» ZU ERLEDIGENDE AUFGABEN
[1] Was erzählt der Mitbewohner im Text „Glauben“ plötzlich über seine Freundin?
[2] Entnimm dem Text „Glauben“ wortgetreu die Stelle, die mit den Worten „Jemanden, den du“ beginnt und mit „macht unglaublich kreativ.“ endet.

Glauben
Ich weiß irgendwie nicht mehr, an was ich glauben soll. Seelenverwandtschaft oder Schicksal müsste doch etwas Gutmütiges sein, es würde nicht daherkommen wie jemanden für wen Besseres sitzen lassen.
Jemanden, den du bis zu jenem Zeitpunkt Liebe deines Lebens genannt hast.
Es braucht nur einen Abend und ein bisschen Uno-Spielen und sich hinter vorgehaltenen Karten angrinsen. Und schon bin ich das Chaos in Person. Und da tritt mein Mitbewohner diesem Chaos gegenüber, ohne es zu erkennen, -
und ich erkenne seines auch nicht. Doch plötzlich, erzählt er es mir: Seine Freundin hat sich von ihm getrennt. Als er mir das erzählte, hat mein Herz wie wild geklopft. Aber irgendwie nicht nur, weil ich Mitleid und Mitgefühl verspürt habe. Ich bin sehr sehr komisch manchmal, und beziehe die Ergebnisse des Lebens ein bisschen zu sehr auf mein eigenes Leben. Das muss ich mir dringend abgewöhnen. Andererseits schafft es eine gewisse Zugehörigkeit (weil ich auch andersherum denke, und wie mein Leben das der anderen beeinflusst) - und es macht unglaublich kreativ.
Ich hab viel Zeit mit meinem Mitbewohner verbracht, um ihn abzulenken. Als wir in der ersten experimentellen Mittags-Frühlingssonne in der Mensa Draußen saßen um zu essen, habe ich mal meine Klappe gehalten. Da habe ich begonnen, das zu lernen, glaube ich. Ich hatte sonst oft das Gefühl, keine tiefgründigen Gespräche führen zu können mit ihm. Und obwohl ich das überhaupt nicht wollte, kratzte mich so etwas immer auf. Doch heute blieb ich sanft und hielt die Klappe und durchstocherte stetig den Auflauf vor mir auf dem in den Boden geschraubten dunkelgrünen Metallgittertisch. Und plötzlich hat mein Mitbewohner mich gefragt, ob ich an Seelenverwandtschaft glaube. Ich habe ziemlich unbedacht (oder intuitiv?) ja gesagt. Er meinte dann, ja, er auch. Jedoch dass so etwas nicht auf den ersten Blick sein müsste, und man auch mit der Zeit immer seelenverwandter werden könnte.

» GEGEBENE DATEN
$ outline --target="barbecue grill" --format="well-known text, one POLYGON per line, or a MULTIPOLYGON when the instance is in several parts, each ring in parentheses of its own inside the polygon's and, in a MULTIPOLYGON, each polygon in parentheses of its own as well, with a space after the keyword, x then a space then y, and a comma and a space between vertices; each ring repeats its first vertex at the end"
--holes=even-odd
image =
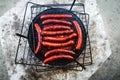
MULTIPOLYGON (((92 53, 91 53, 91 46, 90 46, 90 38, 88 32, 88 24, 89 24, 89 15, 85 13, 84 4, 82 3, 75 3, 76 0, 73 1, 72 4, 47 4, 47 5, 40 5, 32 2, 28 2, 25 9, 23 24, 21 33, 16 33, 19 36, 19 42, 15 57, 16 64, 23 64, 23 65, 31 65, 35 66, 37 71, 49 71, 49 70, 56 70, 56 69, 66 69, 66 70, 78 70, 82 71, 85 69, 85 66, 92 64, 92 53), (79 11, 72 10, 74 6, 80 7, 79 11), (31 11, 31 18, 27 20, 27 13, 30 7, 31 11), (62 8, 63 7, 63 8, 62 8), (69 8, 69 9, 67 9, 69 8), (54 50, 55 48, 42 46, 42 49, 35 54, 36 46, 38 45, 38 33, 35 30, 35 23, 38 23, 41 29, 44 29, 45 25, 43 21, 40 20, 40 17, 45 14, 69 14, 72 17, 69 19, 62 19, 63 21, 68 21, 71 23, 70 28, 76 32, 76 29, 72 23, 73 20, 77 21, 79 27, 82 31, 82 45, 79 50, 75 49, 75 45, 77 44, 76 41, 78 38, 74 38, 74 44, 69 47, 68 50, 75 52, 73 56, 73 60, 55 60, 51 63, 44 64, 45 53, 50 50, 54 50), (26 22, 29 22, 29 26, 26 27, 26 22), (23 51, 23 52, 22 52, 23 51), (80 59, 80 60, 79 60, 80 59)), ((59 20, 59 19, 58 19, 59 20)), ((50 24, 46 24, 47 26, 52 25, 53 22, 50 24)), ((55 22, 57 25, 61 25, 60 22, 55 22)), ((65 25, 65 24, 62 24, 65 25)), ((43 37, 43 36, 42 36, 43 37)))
---
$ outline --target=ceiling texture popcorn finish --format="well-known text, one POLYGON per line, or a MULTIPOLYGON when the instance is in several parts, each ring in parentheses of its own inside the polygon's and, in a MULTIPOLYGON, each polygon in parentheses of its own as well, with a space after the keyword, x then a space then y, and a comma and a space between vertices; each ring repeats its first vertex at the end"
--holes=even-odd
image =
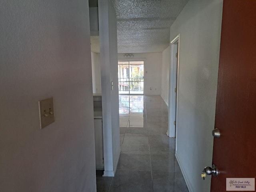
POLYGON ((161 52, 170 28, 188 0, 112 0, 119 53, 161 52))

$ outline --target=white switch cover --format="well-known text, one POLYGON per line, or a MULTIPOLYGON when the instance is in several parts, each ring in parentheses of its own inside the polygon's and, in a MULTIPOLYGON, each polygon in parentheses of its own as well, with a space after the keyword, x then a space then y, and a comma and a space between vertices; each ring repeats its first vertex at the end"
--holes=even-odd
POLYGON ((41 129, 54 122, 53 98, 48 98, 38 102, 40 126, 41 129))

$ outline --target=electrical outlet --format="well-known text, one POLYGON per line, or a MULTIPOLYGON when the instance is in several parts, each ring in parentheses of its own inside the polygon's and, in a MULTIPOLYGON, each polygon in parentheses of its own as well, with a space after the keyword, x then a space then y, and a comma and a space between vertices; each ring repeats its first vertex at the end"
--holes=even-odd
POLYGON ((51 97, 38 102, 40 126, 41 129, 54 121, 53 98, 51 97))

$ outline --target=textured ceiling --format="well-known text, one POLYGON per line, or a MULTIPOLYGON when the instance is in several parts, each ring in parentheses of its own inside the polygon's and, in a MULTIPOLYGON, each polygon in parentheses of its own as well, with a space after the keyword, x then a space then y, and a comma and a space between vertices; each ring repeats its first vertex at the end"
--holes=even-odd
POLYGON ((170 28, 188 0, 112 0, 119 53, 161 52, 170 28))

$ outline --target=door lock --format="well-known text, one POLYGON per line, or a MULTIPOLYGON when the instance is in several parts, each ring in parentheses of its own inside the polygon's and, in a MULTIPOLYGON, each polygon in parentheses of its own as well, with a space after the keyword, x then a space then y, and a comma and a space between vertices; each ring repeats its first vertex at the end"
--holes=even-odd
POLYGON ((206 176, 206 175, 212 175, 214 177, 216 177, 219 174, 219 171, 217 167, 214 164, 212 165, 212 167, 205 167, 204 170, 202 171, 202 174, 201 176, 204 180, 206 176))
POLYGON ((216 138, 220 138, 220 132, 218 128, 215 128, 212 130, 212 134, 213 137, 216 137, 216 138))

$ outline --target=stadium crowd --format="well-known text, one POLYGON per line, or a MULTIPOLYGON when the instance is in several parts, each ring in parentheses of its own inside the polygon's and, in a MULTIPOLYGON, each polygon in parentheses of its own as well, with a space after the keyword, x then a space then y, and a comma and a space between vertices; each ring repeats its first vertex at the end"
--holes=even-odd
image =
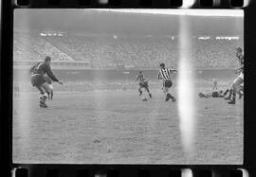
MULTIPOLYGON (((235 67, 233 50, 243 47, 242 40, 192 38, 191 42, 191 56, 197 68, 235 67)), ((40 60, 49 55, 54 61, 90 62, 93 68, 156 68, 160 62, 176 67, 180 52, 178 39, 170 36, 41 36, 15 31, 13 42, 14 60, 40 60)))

» LÖSUNGEN
[1] Seine Freundin hat sich von ihm getrennt.

[2]
Jemanden, den du bis zu jenem Zeitpunkt Liebe deines Lebens genannt hast.
Es braucht nur einen Abend und ein bisschen Uno-Spielen und sich hinter vorgehaltenen Karten angrinsen. Und schon bin ich das Chaos in Person. Und da tritt mein Mitbewohner diesem Chaos gegenüber, ohne es zu erkennen, -
und ich erkenne seines auch nicht. Doch plötzlich, erzählt er es mir: Seine Freundin hat sich von ihm getrennt. Als er mir das erzählte, hat mein Herz wie wild geklopft. Aber irgendwie nicht nur, weil ich Mitleid und Mitgefühl verspürt habe. Ich bin sehr sehr komisch manchmal, und beziehe die Ergebnisse des Lebens ein bisschen zu sehr auf mein eigenes Leben. Das muss ich mir dringend abgewöhnen. Andererseits schafft es eine gewisse Zugehörigkeit (weil ich auch andersherum denke, und wie mein Leben das der anderen beeinflusst) - und es macht unglaublich kreativ.